EXERCISE TASK
Copy the data below word for word, keeping every line and its order unchanged.

SUPPLIED MATERIAL
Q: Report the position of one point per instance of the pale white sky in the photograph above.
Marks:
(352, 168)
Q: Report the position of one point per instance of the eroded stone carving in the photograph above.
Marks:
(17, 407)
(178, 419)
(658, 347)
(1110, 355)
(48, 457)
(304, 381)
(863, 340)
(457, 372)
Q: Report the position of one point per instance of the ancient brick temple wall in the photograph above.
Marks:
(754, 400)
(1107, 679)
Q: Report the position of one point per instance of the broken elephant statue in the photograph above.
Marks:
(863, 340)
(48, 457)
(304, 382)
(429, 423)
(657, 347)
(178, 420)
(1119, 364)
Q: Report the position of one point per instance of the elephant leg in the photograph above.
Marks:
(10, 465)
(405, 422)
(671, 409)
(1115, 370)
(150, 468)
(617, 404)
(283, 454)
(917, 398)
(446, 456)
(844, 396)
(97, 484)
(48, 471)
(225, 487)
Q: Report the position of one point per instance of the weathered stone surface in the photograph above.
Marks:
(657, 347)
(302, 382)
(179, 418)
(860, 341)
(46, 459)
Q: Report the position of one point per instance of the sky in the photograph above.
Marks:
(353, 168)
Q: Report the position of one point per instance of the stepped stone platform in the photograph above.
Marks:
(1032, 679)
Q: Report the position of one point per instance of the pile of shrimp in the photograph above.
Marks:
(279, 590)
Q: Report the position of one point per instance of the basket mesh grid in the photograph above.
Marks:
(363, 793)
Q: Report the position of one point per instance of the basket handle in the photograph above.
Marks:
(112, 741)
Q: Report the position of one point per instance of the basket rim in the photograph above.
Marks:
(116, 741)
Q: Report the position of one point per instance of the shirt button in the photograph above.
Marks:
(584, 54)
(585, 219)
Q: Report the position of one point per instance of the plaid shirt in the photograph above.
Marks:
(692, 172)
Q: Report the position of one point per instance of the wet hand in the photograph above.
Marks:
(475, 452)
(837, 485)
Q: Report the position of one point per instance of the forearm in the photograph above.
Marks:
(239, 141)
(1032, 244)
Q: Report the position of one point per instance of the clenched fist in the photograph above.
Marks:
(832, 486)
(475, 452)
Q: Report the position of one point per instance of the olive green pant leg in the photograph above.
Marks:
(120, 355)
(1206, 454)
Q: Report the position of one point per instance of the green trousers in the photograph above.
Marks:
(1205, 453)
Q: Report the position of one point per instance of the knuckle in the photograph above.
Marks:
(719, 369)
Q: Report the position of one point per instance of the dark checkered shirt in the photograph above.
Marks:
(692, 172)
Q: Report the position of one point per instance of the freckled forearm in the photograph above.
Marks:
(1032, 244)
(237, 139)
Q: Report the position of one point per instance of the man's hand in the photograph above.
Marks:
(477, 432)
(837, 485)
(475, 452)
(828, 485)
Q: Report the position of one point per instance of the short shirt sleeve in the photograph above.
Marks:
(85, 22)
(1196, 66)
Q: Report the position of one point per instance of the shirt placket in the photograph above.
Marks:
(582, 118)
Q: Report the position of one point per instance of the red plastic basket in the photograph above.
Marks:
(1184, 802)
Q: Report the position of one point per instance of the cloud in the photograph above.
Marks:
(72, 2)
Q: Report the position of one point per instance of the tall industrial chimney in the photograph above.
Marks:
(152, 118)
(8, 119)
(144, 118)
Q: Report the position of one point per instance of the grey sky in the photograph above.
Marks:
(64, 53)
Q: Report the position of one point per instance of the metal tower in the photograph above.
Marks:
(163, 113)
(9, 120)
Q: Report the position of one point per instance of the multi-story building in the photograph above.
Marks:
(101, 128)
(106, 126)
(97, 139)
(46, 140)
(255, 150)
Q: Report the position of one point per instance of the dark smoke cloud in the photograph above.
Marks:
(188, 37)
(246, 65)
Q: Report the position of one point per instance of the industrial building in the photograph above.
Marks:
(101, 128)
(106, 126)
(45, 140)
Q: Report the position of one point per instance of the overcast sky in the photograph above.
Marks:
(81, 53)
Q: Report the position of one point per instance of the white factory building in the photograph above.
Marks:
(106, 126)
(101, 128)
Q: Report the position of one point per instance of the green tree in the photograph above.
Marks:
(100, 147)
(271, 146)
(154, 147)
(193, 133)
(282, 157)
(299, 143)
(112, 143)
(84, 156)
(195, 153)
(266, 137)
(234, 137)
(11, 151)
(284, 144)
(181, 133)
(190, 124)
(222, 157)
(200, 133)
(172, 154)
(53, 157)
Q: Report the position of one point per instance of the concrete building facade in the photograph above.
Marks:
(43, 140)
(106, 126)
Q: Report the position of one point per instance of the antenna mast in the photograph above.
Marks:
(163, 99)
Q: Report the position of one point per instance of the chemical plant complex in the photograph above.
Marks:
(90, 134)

COMPLETE ANSWER
Q: Report the position of one point per instance of the pale white sky in the photograph above.
Marks:
(352, 168)
Q: Report the position of one point per instance of the eroded stone carving in the photograph above.
Marks:
(17, 407)
(178, 419)
(658, 347)
(1110, 355)
(48, 457)
(304, 381)
(863, 340)
(457, 372)
Q: Report the position of one point per instance of the ancient brick temple wall in the photograph above.
Marks:
(754, 400)
(1107, 679)
Q: Report the position of one point per instance of the broken elephant statue in the photograph above.
Marks:
(863, 340)
(48, 457)
(304, 382)
(429, 423)
(657, 347)
(178, 420)
(1119, 364)
Q: Report the position of one point per instance of the elephant leg in the photograph above.
Marks:
(10, 465)
(405, 422)
(671, 409)
(1115, 370)
(150, 468)
(617, 404)
(283, 454)
(917, 398)
(446, 456)
(844, 396)
(97, 484)
(48, 471)
(225, 487)
Q: Report the position of one point per instance of the weathered stone surface in the photograph above.
Marks:
(657, 347)
(302, 382)
(179, 418)
(860, 341)
(46, 459)
Q: Report the position of one point per instance of the sky in the photograph above.
Marks:
(353, 168)
Q: Report the position of one point per instance of the stepped stone platform in the photograph above.
Marks:
(1032, 679)
Q: Report the position of one point per instance of the pile of shrimp in the photograph above.
Marks:
(279, 590)
Q: Report the position of one point per instance of the basket mesh grid in the photograph above.
Marks:
(363, 793)
Q: Report the position of one point per instance of the basket handle in the photograph above.
Marks:
(112, 741)
Q: Report the position of one point per instance of the basket rim in the photograph above.
Marks:
(116, 741)
Q: Report the position of one point per instance of the shirt button in the photograph above.
Marks:
(584, 54)
(585, 219)
Q: Report the position of one point per instance of the plaid shirt in the photograph above.
Marks:
(692, 172)
Q: Report the position of one point per instance of the wet hand in the photograph above.
Marks:
(475, 452)
(837, 485)
Q: Report the position of one point per instance of the forearm in the photograph above.
Marks:
(239, 141)
(1032, 244)
Q: Report the position of one point per instance of the clenched fist in the photograph above.
Marks:
(832, 486)
(475, 452)
Q: Report the position of one point per instance of the olive green pant leg in the photograph above.
Marks:
(120, 355)
(1206, 454)
Q: Report the position of one point per instance of the green trousers in the photograph above.
Marks:
(1205, 453)
Q: Report the position of one point per instance of the knuckle in the photograph above.
Marks:
(719, 369)
Q: Report the position of one point per instance of the dark checkered shirt in the photograph above.
Marks:
(692, 172)
Q: Report the position of one point per instance of the freckled forearm in the photograph above.
Marks:
(1032, 244)
(237, 139)
Q: Report the position of one point per instance of the man's hand in the photograph above.
Marks:
(477, 432)
(837, 485)
(475, 452)
(828, 485)
Q: Report the position of one point per instance of the short shirt sleeve in the photograph above.
Marks:
(85, 22)
(1196, 66)
Q: Report the position of one point per instance of the shirt placket in the photograph above.
Marks:
(582, 118)
Q: Report the position of one point per instance of the red plastic basket in the photograph above.
Marks:
(1184, 802)
Q: Report the position of one point per instance of the cloud in the photograph above.
Marks:
(72, 2)
Q: Report the position of one point per instance of the tall industrial chimney in the photograph above.
Marks:
(152, 118)
(8, 119)
(144, 118)
Q: Report the position of one point per instance of the grey sky in the photograph above.
Marks:
(64, 53)
Q: Report the position of one point per instance of the metal tower in the photograph above.
Marks:
(163, 113)
(9, 120)
Q: Report the position of one point per instance of the multi-story building in the photograph above.
Marks:
(101, 128)
(106, 126)
(97, 139)
(46, 140)
(255, 150)
Q: Report the position of one point per instance of the dark smoke cloud in the photograph above.
Marks:
(188, 37)
(246, 65)
Q: Report the position of one point per instance of the industrial building in the photograph above.
Marks:
(101, 128)
(106, 126)
(45, 140)
Q: Report the position of one point per instance of the overcast sky in the photograph above.
Marks:
(81, 53)
Q: Report the position of one point per instance of the white factory building in the photograph above.
Marks:
(106, 126)
(101, 128)
Q: Report the position of one point per instance of the green tree in the photograph above.
Marks:
(100, 147)
(271, 146)
(154, 147)
(193, 133)
(282, 157)
(299, 143)
(112, 143)
(84, 156)
(195, 153)
(266, 137)
(234, 137)
(11, 151)
(284, 144)
(181, 133)
(190, 124)
(222, 157)
(200, 133)
(172, 154)
(53, 157)
Q: Report the position of one point per instance of the concrete building facade in the photograph above.
Marks:
(43, 140)
(106, 126)
Q: Report the position of one point per instance of the antenna mast in the photograph above.
Marks:
(163, 99)
Q: Report the position of one point per instance of the chemical plant complex in the photograph above.
Marks:
(90, 134)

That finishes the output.